#### [Entries taken from a collection]
· · ·
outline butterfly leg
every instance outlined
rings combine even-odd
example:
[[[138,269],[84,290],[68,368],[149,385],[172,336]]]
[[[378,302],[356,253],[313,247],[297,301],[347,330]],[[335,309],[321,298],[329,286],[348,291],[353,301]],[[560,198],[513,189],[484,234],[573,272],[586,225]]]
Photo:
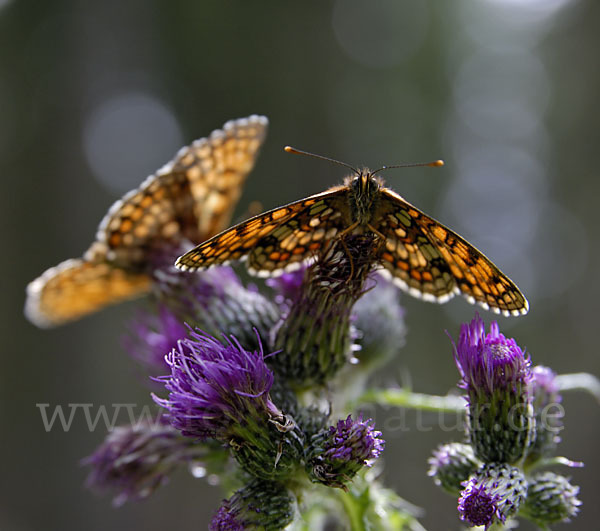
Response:
[[[350,280],[354,277],[354,261],[352,260],[352,253],[350,252],[350,249],[348,249],[348,246],[346,245],[346,242],[344,241],[344,236],[346,236],[346,234],[352,233],[352,231],[356,227],[358,227],[358,221],[355,221],[354,223],[352,223],[352,225],[350,225],[349,227],[346,227],[342,232],[340,232],[337,235],[337,238],[336,238],[336,240],[339,239],[340,243],[342,244],[342,247],[344,248],[346,256],[348,257],[348,260],[350,261],[350,276],[348,277],[348,280]]]
[[[370,225],[367,223],[367,228],[375,235],[377,235],[379,237],[380,242],[385,242],[386,237],[379,232],[375,227],[373,227],[373,225]]]

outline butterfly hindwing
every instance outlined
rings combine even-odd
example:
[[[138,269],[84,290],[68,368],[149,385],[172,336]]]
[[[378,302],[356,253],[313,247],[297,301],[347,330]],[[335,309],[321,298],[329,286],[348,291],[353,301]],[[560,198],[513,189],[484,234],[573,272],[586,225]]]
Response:
[[[149,288],[146,274],[108,262],[73,258],[48,269],[27,286],[25,315],[37,326],[48,328],[142,295]]]

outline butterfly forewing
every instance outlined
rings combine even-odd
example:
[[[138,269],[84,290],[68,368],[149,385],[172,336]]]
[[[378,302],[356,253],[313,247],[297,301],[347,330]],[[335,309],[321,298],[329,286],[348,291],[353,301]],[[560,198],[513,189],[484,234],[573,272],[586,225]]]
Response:
[[[227,122],[115,202],[83,259],[30,283],[28,318],[57,325],[148,291],[156,255],[187,240],[201,242],[229,224],[267,124],[263,116]]]
[[[384,202],[377,228],[385,236],[378,253],[382,273],[415,297],[445,302],[457,293],[456,282],[436,246],[411,216],[405,203]]]
[[[336,187],[259,214],[188,251],[176,265],[195,271],[245,260],[258,276],[289,271],[316,256],[348,225],[346,194]]]

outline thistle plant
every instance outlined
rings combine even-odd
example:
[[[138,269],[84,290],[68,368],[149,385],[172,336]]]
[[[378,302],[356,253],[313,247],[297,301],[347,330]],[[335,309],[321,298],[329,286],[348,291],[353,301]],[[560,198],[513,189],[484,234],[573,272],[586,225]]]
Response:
· · ·
#### [Directions for this task]
Please retype every record above exactly, leaving out the pictures.

#### [Task output]
outline butterfly leg
every instance outlined
rings combine even-odd
example:
[[[138,269],[84,290],[68,368],[149,385],[172,336]]]
[[[378,302],[356,253],[313,247],[297,301],[347,330]],[[335,309],[321,298],[329,286],[348,291],[353,301]],[[560,198],[513,189],[484,234],[573,272],[586,225]]]
Photo:
Response:
[[[350,280],[354,277],[354,261],[352,260],[352,253],[350,252],[350,249],[348,249],[348,246],[346,245],[346,242],[344,241],[344,236],[346,236],[346,234],[352,233],[352,231],[356,227],[358,227],[358,221],[355,221],[354,223],[352,223],[352,225],[350,225],[349,227],[346,227],[342,232],[340,232],[337,235],[337,238],[336,238],[336,240],[339,239],[340,243],[342,244],[342,247],[344,248],[346,256],[348,257],[348,260],[350,261],[350,276],[348,277],[348,280]]]
[[[370,225],[367,223],[367,228],[375,235],[377,235],[379,237],[380,242],[385,242],[386,237],[379,232],[375,227],[373,227],[373,225]]]

outline butterfly hindwing
every instance outlined
rings combine even-odd
example:
[[[138,269],[84,290],[68,368],[149,385],[172,336]]]
[[[378,302],[356,253],[313,247],[297,301],[347,330]],[[335,309],[321,298],[329,286],[348,291],[353,301]],[[560,198],[513,189],[484,234],[573,272],[586,225]]]
Response:
[[[149,288],[146,274],[108,262],[73,258],[48,269],[27,286],[25,315],[37,326],[48,328],[142,295]]]

outline butterfly forewing
every instance outlined
rings combine even-odd
example:
[[[138,269],[84,290],[68,368],[149,385],[172,336]]]
[[[378,302],[356,253],[313,247],[297,301],[347,330]],[[335,309],[321,298],[329,286],[348,291],[353,301]],[[560,198],[513,189],[484,234],[573,272],[586,225]]]
Response:
[[[227,122],[115,202],[83,259],[30,283],[28,318],[57,325],[148,291],[156,255],[187,240],[201,242],[229,224],[267,124],[263,116]]]
[[[384,202],[377,228],[385,236],[378,253],[382,273],[415,297],[445,302],[457,293],[456,282],[436,246],[411,216],[405,203]]]
[[[336,187],[259,214],[188,251],[176,265],[195,271],[245,260],[258,276],[289,271],[316,256],[348,225],[346,194]]]

outline thistle plant
every instance outlined
rings combine even-odd
example:
[[[138,269],[84,290],[68,368],[149,385],[172,336]]]
[[[378,302],[356,253],[313,247],[297,301],[347,330]],[[335,309],[321,298],[329,286],[348,291],[353,301]],[[560,198],[513,189],[484,234],[573,272],[586,225]]]
Response:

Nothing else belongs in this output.